_SHORT PROBLEM_:
Reproduce every one of the rows below word for word, leaving the pictures out of your answer.

=-=-=

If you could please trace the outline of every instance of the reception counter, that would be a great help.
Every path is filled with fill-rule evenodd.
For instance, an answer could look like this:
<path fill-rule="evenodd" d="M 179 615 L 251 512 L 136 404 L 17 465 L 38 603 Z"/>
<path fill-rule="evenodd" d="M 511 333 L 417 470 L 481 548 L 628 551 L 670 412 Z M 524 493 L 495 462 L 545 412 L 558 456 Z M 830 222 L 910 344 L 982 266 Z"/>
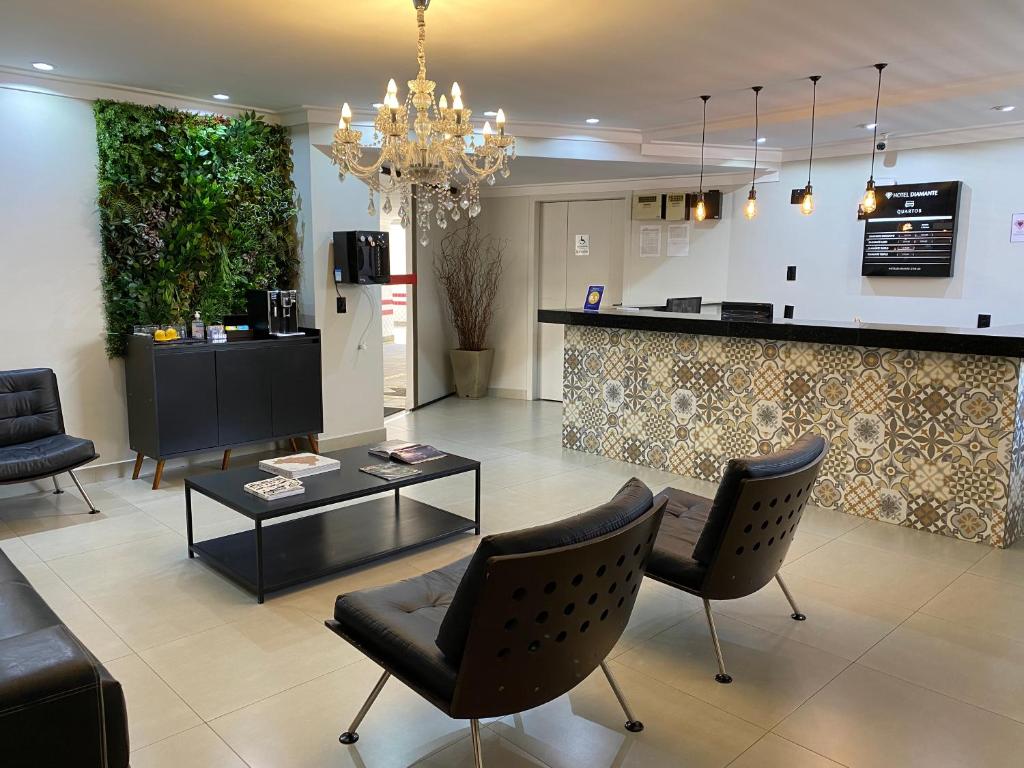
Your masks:
<path fill-rule="evenodd" d="M 565 447 L 717 481 L 814 431 L 821 507 L 994 547 L 1024 527 L 1024 327 L 538 315 L 565 326 Z"/>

=-=-=

_EXERCISE RESULT_:
If you could please trace the outline of every instance of the reception counter, that would be a great help.
Every path is filled with fill-rule evenodd.
For instance, an answer could look like this:
<path fill-rule="evenodd" d="M 179 615 L 251 512 L 136 404 L 17 465 L 38 603 Z"/>
<path fill-rule="evenodd" d="M 511 333 L 417 470 L 481 548 L 628 551 L 670 412 Z M 524 493 L 495 462 L 545 412 L 558 456 Z M 830 222 L 910 344 L 982 266 Z"/>
Your masks:
<path fill-rule="evenodd" d="M 565 447 L 717 481 L 814 431 L 821 507 L 994 547 L 1024 527 L 1024 327 L 538 315 L 565 326 Z"/>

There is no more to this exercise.